> **Tasks**:
[1] Name every length of time mentioned in the thread on Hobbit resolver failures.
[2] Write the next part of the thread on Hobbit resolver failures, following on from its last line.

----- Selection -----

On Wed, Nov 29, 2006 at 06:40:58AM -0600, Daniel J McDonald wrote:
I am seeing intermittent resolver failures in /var/log/hobbit/bb-network.log.
This box also runs MRTG, which chews up a lot of resources with as many points as I monitor. The failures appear to occur one minute and 3-10 seconds into the MRTG polling cycle, during which time the box is CPU bound for about 30 seconds (decrypting several thousand SNMP V3 PDU's)
Is there a way to extend the ares resolver timeout?
"--dns-timeout=N" (default: 30 seconds) for the bbtest-net program.
Or is there some local resolver caching I could set up to help mitigate this problem?
A local caching DNS server on the Hobbit box doing network tests is always a good idea.

----- Extracted entries -----

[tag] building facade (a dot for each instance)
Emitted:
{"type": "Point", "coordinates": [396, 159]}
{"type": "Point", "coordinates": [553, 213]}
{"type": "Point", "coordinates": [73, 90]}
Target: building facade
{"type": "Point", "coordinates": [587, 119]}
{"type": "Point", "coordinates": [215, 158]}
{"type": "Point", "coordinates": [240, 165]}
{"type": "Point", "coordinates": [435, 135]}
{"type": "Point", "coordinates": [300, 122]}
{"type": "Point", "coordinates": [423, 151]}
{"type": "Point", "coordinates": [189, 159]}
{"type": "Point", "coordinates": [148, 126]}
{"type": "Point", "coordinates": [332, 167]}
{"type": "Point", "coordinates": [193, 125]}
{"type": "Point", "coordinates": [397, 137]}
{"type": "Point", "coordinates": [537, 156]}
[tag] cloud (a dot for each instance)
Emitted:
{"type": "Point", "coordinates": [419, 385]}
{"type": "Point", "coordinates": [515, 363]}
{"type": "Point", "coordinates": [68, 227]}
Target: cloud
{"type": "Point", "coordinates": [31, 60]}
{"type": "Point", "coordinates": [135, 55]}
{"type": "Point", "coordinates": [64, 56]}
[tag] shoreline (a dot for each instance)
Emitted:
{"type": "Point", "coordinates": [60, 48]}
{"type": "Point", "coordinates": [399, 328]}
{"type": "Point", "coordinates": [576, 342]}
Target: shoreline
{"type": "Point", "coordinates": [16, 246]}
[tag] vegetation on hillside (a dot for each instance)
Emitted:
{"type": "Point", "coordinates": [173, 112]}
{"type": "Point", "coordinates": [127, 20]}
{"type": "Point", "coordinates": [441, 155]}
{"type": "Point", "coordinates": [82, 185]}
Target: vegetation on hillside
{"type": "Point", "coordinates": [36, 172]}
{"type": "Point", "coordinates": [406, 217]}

-----

> **Results for the exercise**:
[1]
- one minute and 3-10 seconds
- about 30 seconds
- 30 seconds (the default for "--dns-timeout=N")

[2]
At any other point in the MRTG polling cycle the resolver seems to work fine. The other pieces cause the system to be network bound during the initial poll (about 25 seconds), and disk bound (40 seconds) whilst re-writing the ~6000 RRD files.
So another solution might be to make sure that the MRTG update and the Hobbit network tests do not run at the same time. You can do that if you run the mrtg update from hobbitlaunch instead of through cron; the GROUP keyword for each section in hobbitlaunch.cfg is used to make sure there is only one task belonging to each GROUP running at the same time.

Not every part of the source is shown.